Excerpted text.
The loss of the U.S. MQ-9 drone comes amid recent clashes with the Houthis.

The Yemeni rebel movement, also known as Ansar Allah, has repeatedly launched missiles and explosive one-way drones targeting commercial shipping through the Red Sea and adjoining Gulf of Aden. The Houthis, who are a Zaydi Shiite Muslim movement, have said they are conducting these missile and drone attacks in solidarity with Palestinian factions opposed to Israel. The Houthis have said they are targeting commercial vessels that they believe are connected to Israel as Israeli forces fight in the Gaza Strip to defeat Hamas—a Palestinian faction designated as a terrorist organization by both the United States and Israel.

Houthi Attacks ‘Getting More Sophisticated’: Pentagon

U.S. forces in operation in the Middle Eastern waterways have intercepted numerous missile and drone attacks targeting civilian vessels, and since Jan. 11 have conducted dozens of airstrikes on suspected Houthi missile launch sites on Yemeni soil.

A helicopter assigned to the USS Gravely exchanged fire with a trio of armed Houthi speedboats suspected of targeting a cargo ship in the Red Sea in December. The Houthis acknowledged that 10 of their fighters were killed in the confrontation.

In recent weeks, Houthi officials have claimed credit for missile and drone attacks directly targeting U.S. warships operating in the region.

Aim of the exercise.
Please read the excerpt on Houthi attacks and state the other name it gives for the Yemeni rebel movement.

Region pointing data
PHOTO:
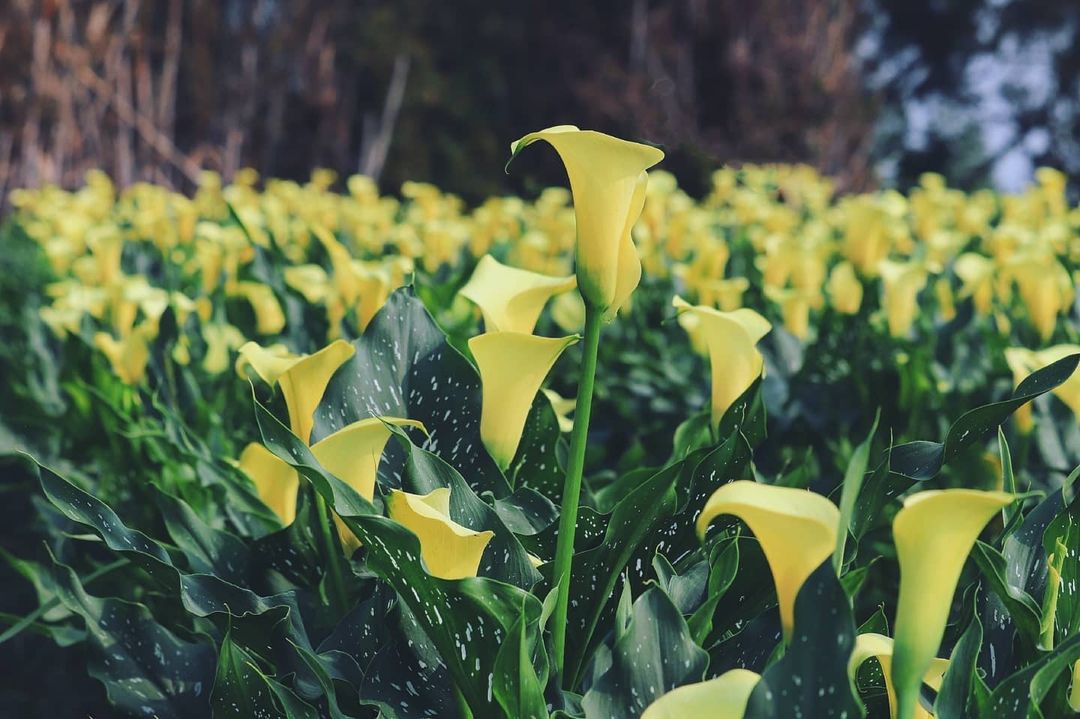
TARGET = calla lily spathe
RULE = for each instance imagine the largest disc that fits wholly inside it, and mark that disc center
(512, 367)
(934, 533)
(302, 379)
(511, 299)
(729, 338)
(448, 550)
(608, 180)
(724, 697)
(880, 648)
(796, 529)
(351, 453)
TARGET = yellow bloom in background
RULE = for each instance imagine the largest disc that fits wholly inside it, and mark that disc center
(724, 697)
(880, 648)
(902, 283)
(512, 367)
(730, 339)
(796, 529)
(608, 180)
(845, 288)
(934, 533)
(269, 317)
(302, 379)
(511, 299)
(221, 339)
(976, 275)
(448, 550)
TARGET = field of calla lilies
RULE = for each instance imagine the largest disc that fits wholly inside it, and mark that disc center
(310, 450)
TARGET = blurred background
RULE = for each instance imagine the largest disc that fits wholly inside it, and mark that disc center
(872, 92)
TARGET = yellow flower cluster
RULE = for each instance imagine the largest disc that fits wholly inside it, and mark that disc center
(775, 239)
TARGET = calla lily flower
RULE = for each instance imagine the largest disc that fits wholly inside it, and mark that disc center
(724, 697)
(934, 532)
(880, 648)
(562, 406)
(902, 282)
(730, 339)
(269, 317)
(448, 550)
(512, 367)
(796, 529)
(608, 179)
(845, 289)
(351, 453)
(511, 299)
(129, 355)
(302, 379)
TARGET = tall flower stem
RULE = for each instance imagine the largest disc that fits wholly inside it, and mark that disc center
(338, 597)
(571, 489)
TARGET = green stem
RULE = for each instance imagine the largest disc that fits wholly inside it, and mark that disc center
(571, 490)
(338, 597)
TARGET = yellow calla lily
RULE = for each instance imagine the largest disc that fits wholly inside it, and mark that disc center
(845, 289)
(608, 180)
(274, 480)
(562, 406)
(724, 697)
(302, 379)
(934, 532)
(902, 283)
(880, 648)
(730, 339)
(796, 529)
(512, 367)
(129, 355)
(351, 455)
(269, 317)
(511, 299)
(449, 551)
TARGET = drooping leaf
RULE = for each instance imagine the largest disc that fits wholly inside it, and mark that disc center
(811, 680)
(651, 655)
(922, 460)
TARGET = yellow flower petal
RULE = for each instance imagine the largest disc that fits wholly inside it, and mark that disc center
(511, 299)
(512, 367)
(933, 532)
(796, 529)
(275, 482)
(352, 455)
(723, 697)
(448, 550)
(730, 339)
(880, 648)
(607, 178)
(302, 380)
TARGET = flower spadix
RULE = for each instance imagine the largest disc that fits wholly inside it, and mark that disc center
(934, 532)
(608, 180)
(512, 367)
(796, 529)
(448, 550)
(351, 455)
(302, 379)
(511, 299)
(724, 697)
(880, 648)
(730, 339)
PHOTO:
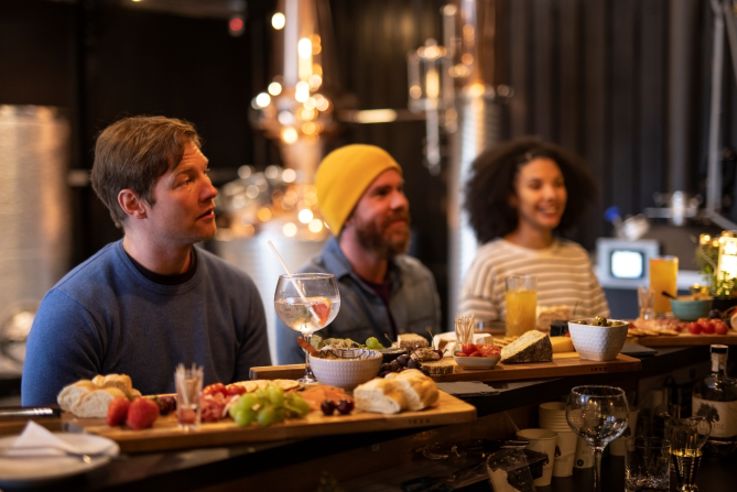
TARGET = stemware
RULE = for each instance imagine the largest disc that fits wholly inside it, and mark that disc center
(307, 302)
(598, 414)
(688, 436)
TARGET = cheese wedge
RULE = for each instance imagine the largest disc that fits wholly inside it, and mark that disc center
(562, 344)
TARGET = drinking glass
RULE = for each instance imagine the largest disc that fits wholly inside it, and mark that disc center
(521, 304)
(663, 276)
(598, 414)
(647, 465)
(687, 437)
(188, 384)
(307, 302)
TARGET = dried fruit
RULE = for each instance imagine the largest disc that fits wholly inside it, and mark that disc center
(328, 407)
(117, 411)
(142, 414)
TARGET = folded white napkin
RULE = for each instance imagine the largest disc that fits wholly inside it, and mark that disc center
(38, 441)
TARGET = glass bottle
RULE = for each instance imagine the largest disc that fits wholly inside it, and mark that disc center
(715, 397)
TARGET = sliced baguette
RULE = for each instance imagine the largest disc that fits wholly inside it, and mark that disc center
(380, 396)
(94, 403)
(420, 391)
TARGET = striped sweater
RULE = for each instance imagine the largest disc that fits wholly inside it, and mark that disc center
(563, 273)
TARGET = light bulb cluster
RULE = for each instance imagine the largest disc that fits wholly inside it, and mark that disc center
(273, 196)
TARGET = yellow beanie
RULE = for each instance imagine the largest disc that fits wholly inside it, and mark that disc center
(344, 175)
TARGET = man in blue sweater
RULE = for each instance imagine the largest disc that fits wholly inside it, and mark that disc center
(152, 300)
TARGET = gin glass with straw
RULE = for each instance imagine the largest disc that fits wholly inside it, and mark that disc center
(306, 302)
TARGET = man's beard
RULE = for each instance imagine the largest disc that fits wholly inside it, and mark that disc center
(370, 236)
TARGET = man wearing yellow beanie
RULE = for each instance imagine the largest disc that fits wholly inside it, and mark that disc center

Solution to this task.
Ansar Allah